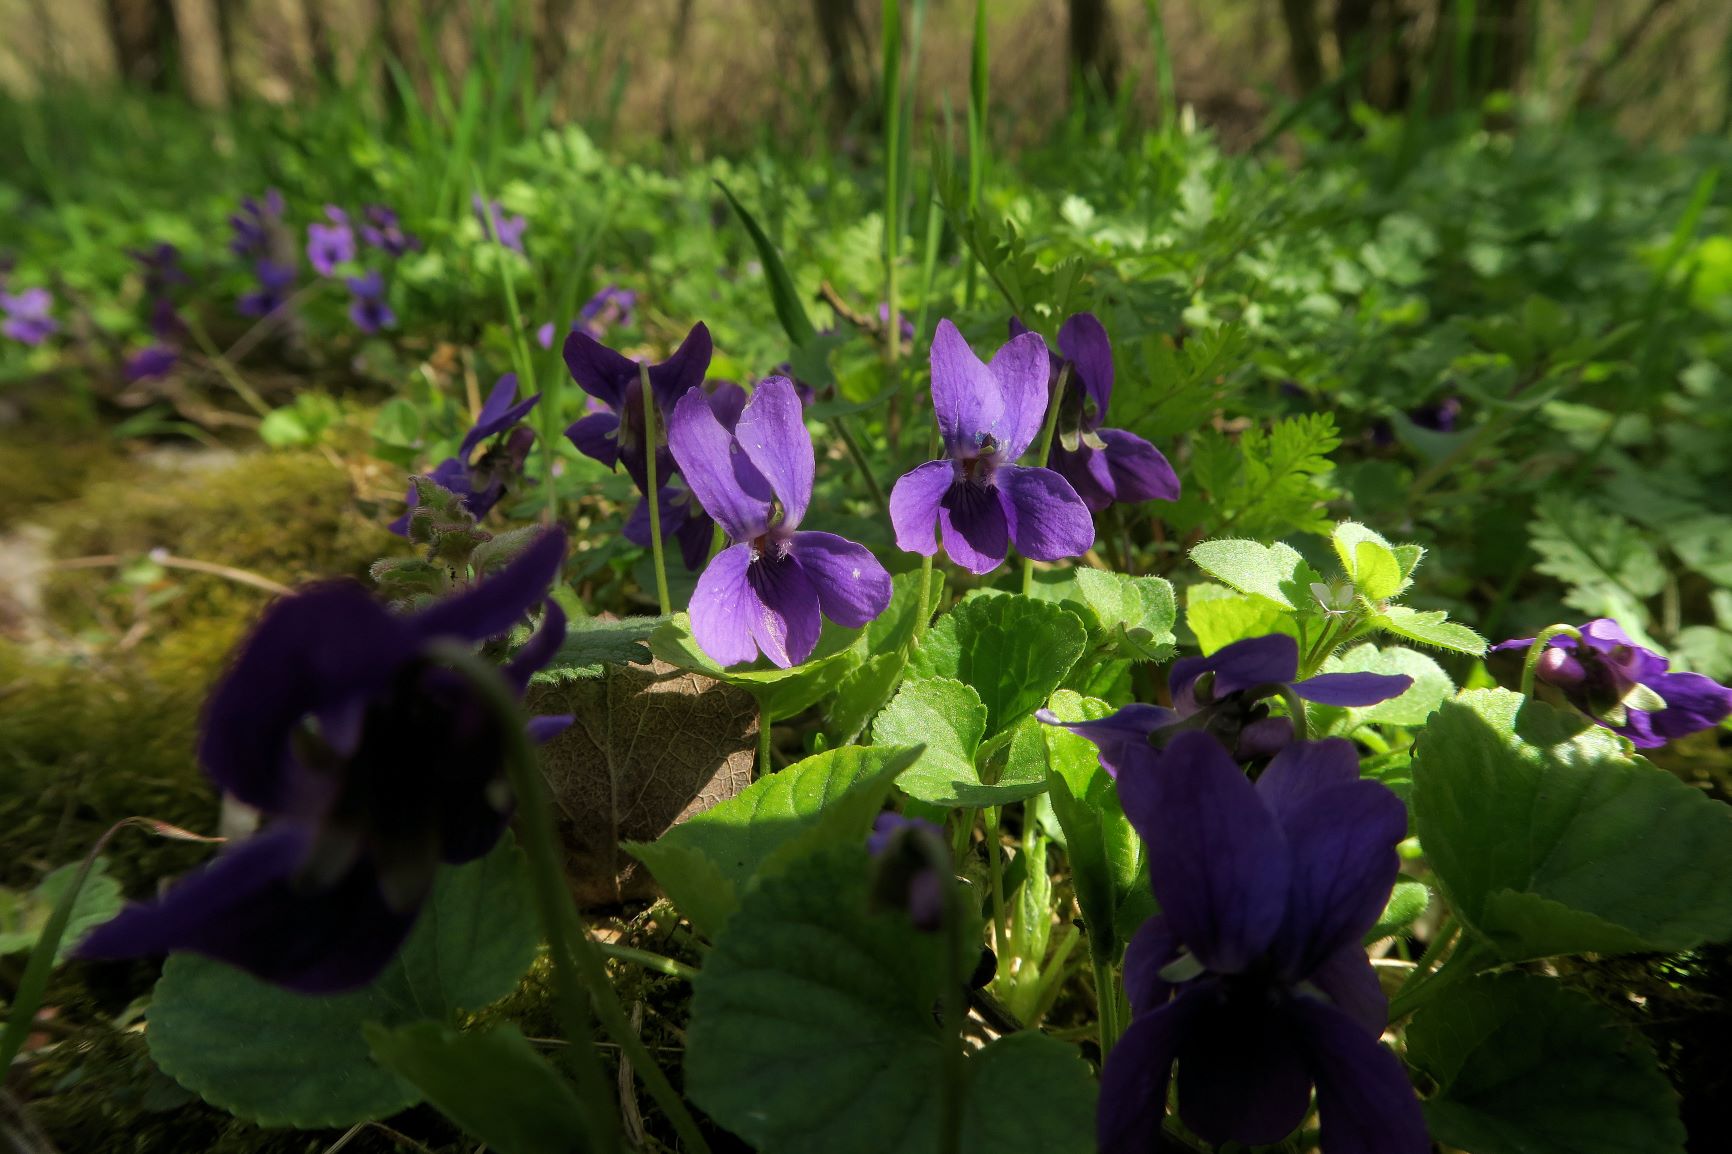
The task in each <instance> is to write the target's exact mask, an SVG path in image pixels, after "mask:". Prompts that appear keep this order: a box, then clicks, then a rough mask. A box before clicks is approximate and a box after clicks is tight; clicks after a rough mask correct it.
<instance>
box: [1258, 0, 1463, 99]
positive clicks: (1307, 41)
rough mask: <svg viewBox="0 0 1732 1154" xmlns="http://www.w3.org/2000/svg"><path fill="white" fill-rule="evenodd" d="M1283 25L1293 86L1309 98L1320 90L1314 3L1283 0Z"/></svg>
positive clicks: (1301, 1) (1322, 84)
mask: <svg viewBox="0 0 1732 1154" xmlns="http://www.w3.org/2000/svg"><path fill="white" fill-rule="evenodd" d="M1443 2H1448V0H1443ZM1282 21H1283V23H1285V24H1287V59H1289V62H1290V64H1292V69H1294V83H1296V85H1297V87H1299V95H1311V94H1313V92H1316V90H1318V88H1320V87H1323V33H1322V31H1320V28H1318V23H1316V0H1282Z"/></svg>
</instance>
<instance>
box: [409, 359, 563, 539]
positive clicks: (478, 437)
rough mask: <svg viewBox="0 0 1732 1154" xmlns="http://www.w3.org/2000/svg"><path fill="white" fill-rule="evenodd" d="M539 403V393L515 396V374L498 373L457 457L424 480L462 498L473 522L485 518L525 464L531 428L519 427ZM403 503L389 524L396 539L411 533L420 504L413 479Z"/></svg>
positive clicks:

Your goal: Report every line of the material above in which "rough" appears.

Exercise answer:
The task in each <instance> is to write the target's exact mask, an SVG path in image pixels, after "mask:". Prompts that appear keep this order: a box, then clicks, then a rough mask. A box before clicks is approximate and a box after clicks is tight; clicks after a rough mask correct it.
rough mask: <svg viewBox="0 0 1732 1154" xmlns="http://www.w3.org/2000/svg"><path fill="white" fill-rule="evenodd" d="M1283 25L1293 86L1309 98L1320 90L1314 3L1283 0Z"/></svg>
rough mask: <svg viewBox="0 0 1732 1154" xmlns="http://www.w3.org/2000/svg"><path fill="white" fill-rule="evenodd" d="M539 403V393L515 396V374L498 373L457 457L424 480L462 498L473 522L485 518L525 464L531 428L519 427ZM403 503L389 524L396 539L411 533L420 504L413 479Z"/></svg>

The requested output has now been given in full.